[EXERCISE DIRECTIONS] Rename "Dataset curation" to "Annotation pass" everywhere in the records below and write them out again with no other change, leaving out the pictures.

[EXTRACTED INFORMATION]
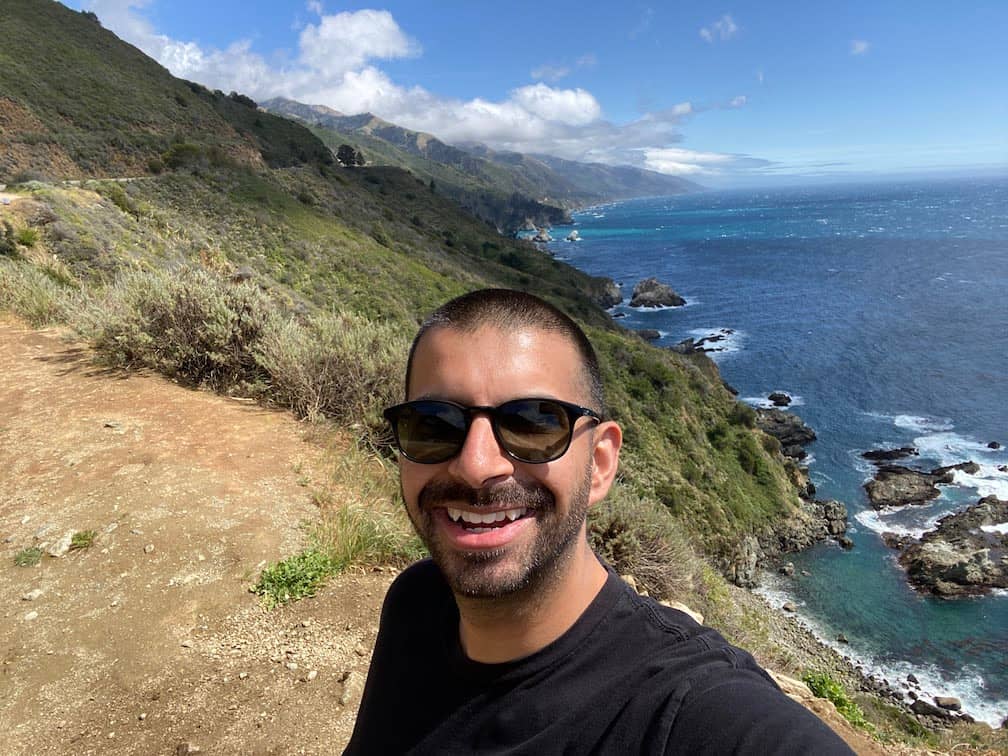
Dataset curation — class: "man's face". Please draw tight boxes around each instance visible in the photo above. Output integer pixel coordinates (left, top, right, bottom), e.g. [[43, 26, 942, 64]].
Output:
[[400, 327, 593, 598]]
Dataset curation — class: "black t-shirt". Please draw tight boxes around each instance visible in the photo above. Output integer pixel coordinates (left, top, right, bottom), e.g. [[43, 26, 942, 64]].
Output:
[[346, 560, 852, 756]]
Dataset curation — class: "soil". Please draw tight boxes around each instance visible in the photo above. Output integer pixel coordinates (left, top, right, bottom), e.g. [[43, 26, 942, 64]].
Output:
[[0, 317, 983, 754], [0, 320, 392, 754]]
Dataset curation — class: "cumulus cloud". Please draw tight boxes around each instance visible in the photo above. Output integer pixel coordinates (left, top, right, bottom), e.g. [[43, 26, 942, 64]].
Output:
[[82, 0, 766, 174], [700, 13, 739, 42], [641, 147, 771, 177]]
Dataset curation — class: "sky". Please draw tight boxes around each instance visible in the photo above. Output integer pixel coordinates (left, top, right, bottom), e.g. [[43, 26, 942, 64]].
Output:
[[65, 0, 1008, 186]]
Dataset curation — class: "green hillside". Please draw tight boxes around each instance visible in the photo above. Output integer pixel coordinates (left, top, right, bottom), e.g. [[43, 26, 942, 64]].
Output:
[[263, 98, 699, 232], [0, 0, 807, 584]]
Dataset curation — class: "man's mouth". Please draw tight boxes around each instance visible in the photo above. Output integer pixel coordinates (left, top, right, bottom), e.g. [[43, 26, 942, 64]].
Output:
[[446, 507, 528, 533]]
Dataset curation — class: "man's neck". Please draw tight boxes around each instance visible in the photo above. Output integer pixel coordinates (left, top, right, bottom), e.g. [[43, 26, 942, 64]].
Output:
[[456, 543, 608, 663]]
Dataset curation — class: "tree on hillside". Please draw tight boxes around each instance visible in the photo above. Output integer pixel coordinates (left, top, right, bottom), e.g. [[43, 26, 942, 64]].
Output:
[[336, 144, 365, 168]]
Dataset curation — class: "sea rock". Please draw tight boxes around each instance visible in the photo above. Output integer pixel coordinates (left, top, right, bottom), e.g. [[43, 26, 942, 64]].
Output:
[[882, 530, 913, 550], [910, 699, 952, 719], [861, 447, 919, 462], [756, 409, 815, 460], [934, 696, 963, 712], [865, 465, 942, 509], [899, 496, 1008, 597], [630, 278, 686, 307], [591, 278, 626, 308]]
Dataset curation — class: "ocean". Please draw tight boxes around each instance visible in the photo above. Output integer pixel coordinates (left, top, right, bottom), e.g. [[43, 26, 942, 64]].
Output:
[[548, 178, 1008, 727]]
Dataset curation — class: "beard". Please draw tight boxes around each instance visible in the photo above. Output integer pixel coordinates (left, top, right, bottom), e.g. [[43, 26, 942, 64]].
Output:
[[406, 465, 592, 599]]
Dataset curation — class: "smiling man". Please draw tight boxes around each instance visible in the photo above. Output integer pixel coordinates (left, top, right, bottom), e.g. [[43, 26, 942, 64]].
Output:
[[347, 289, 850, 754]]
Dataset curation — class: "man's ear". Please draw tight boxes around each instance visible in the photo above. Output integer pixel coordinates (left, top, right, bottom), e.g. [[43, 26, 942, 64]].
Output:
[[588, 420, 623, 504]]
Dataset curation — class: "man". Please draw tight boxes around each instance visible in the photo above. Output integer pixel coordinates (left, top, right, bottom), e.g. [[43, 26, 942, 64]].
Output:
[[347, 289, 850, 754]]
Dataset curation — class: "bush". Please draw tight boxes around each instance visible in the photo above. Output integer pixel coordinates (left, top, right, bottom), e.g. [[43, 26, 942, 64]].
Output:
[[252, 548, 336, 609], [14, 227, 38, 247], [801, 672, 874, 732], [256, 312, 408, 429], [82, 268, 279, 392], [588, 485, 700, 599], [14, 546, 42, 566]]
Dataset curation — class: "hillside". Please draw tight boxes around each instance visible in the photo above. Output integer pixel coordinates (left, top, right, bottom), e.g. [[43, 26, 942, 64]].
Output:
[[262, 98, 699, 231], [0, 0, 826, 592], [0, 0, 999, 748]]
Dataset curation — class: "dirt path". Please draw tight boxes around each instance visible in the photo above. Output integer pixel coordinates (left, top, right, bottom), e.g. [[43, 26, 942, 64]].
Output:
[[0, 319, 391, 754]]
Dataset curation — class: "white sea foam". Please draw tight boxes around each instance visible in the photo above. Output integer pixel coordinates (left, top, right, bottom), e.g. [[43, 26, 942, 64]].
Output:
[[892, 414, 954, 433], [687, 328, 745, 362], [755, 575, 1008, 728], [854, 504, 946, 539], [953, 465, 1008, 500], [913, 432, 996, 465]]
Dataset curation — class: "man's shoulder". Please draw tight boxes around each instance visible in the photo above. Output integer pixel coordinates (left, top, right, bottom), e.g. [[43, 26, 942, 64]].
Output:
[[385, 558, 451, 608]]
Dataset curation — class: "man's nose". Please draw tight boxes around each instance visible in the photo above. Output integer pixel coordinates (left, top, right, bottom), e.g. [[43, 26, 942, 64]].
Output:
[[450, 413, 514, 488]]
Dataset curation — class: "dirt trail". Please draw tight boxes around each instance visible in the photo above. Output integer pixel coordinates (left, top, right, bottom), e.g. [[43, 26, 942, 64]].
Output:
[[0, 319, 391, 754]]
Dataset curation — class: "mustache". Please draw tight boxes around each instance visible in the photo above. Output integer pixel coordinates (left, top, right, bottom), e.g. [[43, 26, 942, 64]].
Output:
[[417, 481, 556, 510]]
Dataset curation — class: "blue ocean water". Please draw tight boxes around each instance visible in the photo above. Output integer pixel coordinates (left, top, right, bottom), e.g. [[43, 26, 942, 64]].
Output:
[[549, 178, 1008, 726]]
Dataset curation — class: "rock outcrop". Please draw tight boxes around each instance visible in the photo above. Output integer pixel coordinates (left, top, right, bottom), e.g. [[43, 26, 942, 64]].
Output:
[[756, 409, 815, 460], [630, 278, 686, 307], [865, 462, 980, 509], [899, 496, 1008, 596], [861, 447, 918, 462]]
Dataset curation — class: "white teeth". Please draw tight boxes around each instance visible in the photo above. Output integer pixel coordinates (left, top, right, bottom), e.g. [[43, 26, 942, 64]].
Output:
[[448, 507, 528, 532]]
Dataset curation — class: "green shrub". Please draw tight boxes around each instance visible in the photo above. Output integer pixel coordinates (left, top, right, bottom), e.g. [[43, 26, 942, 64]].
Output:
[[801, 672, 874, 732], [588, 484, 700, 598], [256, 312, 408, 428], [14, 546, 42, 566], [0, 259, 74, 328], [82, 268, 279, 392], [252, 548, 337, 609], [14, 227, 38, 247], [70, 530, 98, 551]]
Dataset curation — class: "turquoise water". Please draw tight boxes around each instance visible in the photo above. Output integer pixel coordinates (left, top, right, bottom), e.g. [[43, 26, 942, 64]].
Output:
[[548, 179, 1008, 725]]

[REPLY TO THE TASK]
Annotation pass — class: "man's face". Please draw tight boxes around each instance visible in the photo above. Output integer pixel coordinates (left, top, right, bottom), e.g. [[43, 26, 942, 64]].
Output:
[[400, 327, 593, 598]]
Annotation pass — class: "black t-shirt". Please draw tight boxes around each instance visible in the photo above. Output integer pixel coordinates (left, top, right, bottom), e.g. [[43, 26, 942, 64]].
Output:
[[346, 560, 852, 756]]
Annotation pass — class: "soil". Please draw tight boxes around each instance visible in the photo above. Output integer pixel coordinates (left, top, right, bottom), e.g. [[43, 26, 942, 64]].
Output:
[[0, 317, 983, 754], [0, 320, 392, 754]]
Annotation pass — class: "cumulus cloud". Please draw tight boxes around each instance visible in the photo above. Output integer pixel coordinates (left, top, right, bottom), e.g. [[43, 26, 942, 64]].
Output:
[[82, 0, 766, 174], [700, 13, 739, 42], [641, 147, 771, 177]]
Annotation pass — class: "sky". Please draw tight boxes around each instance visible in the photo above. Output integer pixel coordinates (left, top, right, bottom), e.g. [[43, 26, 942, 64]].
Output:
[[65, 0, 1008, 186]]
Annotation pass — class: "green hillside". Please draw tight boxes around each instance visible in the photo above. Output integer pixel coordinates (left, top, right, bottom), e.g. [[43, 26, 942, 64]].
Output:
[[263, 98, 699, 232], [0, 0, 807, 584]]
Annotation pass — class: "man's mouth". Please draw tight boxes around each instance visible in the photo above. Output integer pixel coordinates (left, top, right, bottom), e.g. [[43, 26, 942, 64]].
Output:
[[446, 507, 528, 533]]
Annotation pass — class: "man's neck". Please draw tight boxes around each instance visible in the photo above. Output integer pixel coordinates (left, top, right, bottom), e.g. [[43, 26, 942, 64]].
Output:
[[456, 543, 608, 663]]
Annotation pass — class: "tree on hillside". Please draw tight boxes around each instance visible in the photo above. Output integer pixel coordinates (left, top, right, bottom), e.g. [[43, 26, 942, 64]].
Output:
[[336, 144, 365, 168]]
Annotation pass — class: "sea rock". Please draw tight boxes around each instance visible in the photo above. Output integer pixel coordinates (left, top, right, bottom), e.g. [[43, 26, 942, 64]].
Output:
[[882, 530, 913, 550], [910, 699, 952, 719], [861, 447, 919, 462], [756, 409, 815, 460], [934, 696, 963, 712], [865, 465, 942, 509], [899, 496, 1008, 597], [630, 278, 686, 307], [591, 278, 626, 308]]
Annotation pass — class: "ocean". Please draw tight boxes around each instance visible in the photo above. Output integer pixel coordinates (left, top, right, bottom), e.g. [[43, 26, 942, 64]].
Output:
[[548, 178, 1008, 727]]
Annotation pass — class: "beard". Please draw tight boxes around each instance visible in the photo above. Output integer pixel coordinates (left, top, right, bottom), e.g. [[43, 26, 942, 64]].
Output:
[[406, 465, 592, 599]]
Annotation pass — class: "smiling man". Please draw tight boxes around each instance visible in the photo above. Output integer pixel coordinates (left, top, right, bottom), e.g. [[43, 26, 942, 64]].
Output:
[[347, 289, 850, 754]]
Annotation pass — class: "man's ear". Please draw tight boxes around each instance visible in the photo above. Output integer pixel coordinates (left, top, right, bottom), e.g. [[43, 26, 942, 64]].
Output:
[[588, 420, 623, 504]]
Annotation pass — class: "man". Please draw tight boxes around each instance visible in the photo above. Output integer pixel coordinates (left, top, right, bottom), e.g. [[43, 26, 942, 64]].
Output:
[[347, 289, 850, 754]]
Annotation pass — class: "bush". Please draw tight boxes around each instance visible in the photo above. Output integer pixel coordinates (left, top, right, bottom), e.g. [[43, 26, 942, 64]].
Output:
[[252, 548, 336, 609], [14, 227, 38, 247], [801, 672, 874, 732], [256, 312, 408, 429], [82, 268, 279, 392], [588, 485, 700, 599], [14, 546, 42, 566]]
Annotation pass — class: "hillside". Please draw tight boxes around each instance visible in the photo above. Output integer pixel coordinates (left, top, right, bottom), e.g. [[43, 26, 942, 64]].
Output:
[[262, 98, 699, 231], [0, 0, 826, 592], [0, 0, 999, 748]]
Annotation pass — class: "dirt path". Please draw tight boxes around each instance visible in the photo above. Output integer pixel coordinates (left, top, right, bottom), e.g. [[43, 26, 942, 64]].
Output:
[[0, 319, 391, 754]]
Annotation pass — class: "white sea foam". Please draw tight boxes around each instance visible in the photo above. Output integer pixel coordinates (left, top, right, bottom), e.g. [[43, 26, 942, 64]].
Output:
[[892, 414, 954, 433], [687, 328, 745, 362], [755, 575, 1008, 728], [854, 504, 946, 539], [953, 465, 1008, 500], [913, 432, 996, 465]]
Annotation pass — class: "man's shoulder". Please draw tight boxes around each instance visible in the photo above. Output integer pixel coordinates (left, top, right, bottom), e.g. [[43, 26, 942, 64]].
Output:
[[385, 558, 451, 608]]
Annotation pass — class: "man's nose". Please draw tight boxes around each instance visible in the photo above. Output integer pixel coordinates (left, top, right, bottom), e.g. [[43, 26, 942, 64]].
Output:
[[450, 413, 514, 488]]
Annotation pass — class: "dirt trail". Please draw tight boxes around each instance visible in the photo above. Output integer pixel coordinates (left, top, right, bottom), e.g. [[43, 26, 942, 64]].
Output:
[[0, 319, 391, 754]]
Annotation pass — class: "mustache". Please draw tight boxes around each instance visible in the photo above. Output integer pixel coordinates (left, top, right, bottom), e.g. [[43, 26, 942, 64]].
Output:
[[417, 481, 556, 510]]
Annotation pass — class: "blue ocean water". Please draw tight boxes around each instance visible in the photo above. Output integer pixel coordinates (left, top, right, bottom), e.g. [[43, 26, 942, 64]].
Output:
[[549, 178, 1008, 726]]
Annotation pass — class: "rock outcrop". Please draw tight boxes around each instance visible in the photo above. Output integer pixel coordinates (left, top, right, bottom), e.g. [[43, 26, 942, 64]].
Output:
[[756, 409, 815, 460], [630, 278, 686, 307], [865, 462, 980, 509], [899, 496, 1008, 596], [861, 447, 918, 462]]
Annotation pass — class: "white teeth". Please draw tight boxes around each instance visible in the photo above. Output integer pixel coordinates (left, top, right, bottom), e.g. [[43, 26, 942, 64]].
Output:
[[448, 507, 528, 532]]
Annotation pass — class: "green shrub". Please draw tight boxes around each instance visible in the photo above. Output integer pixel coordinates (left, top, right, bottom), e.g. [[43, 26, 942, 64]].
Output:
[[801, 672, 874, 732], [588, 484, 700, 598], [256, 312, 408, 428], [14, 546, 42, 566], [0, 259, 74, 328], [82, 268, 279, 392], [252, 548, 337, 609], [14, 227, 38, 247], [70, 530, 98, 551]]
Annotation pass — class: "turquoise water". Please draw tight boxes around each instance visible in the photo above. Output integer pixel coordinates (left, top, right, bottom), e.g. [[43, 26, 942, 64]].
Output:
[[548, 179, 1008, 725]]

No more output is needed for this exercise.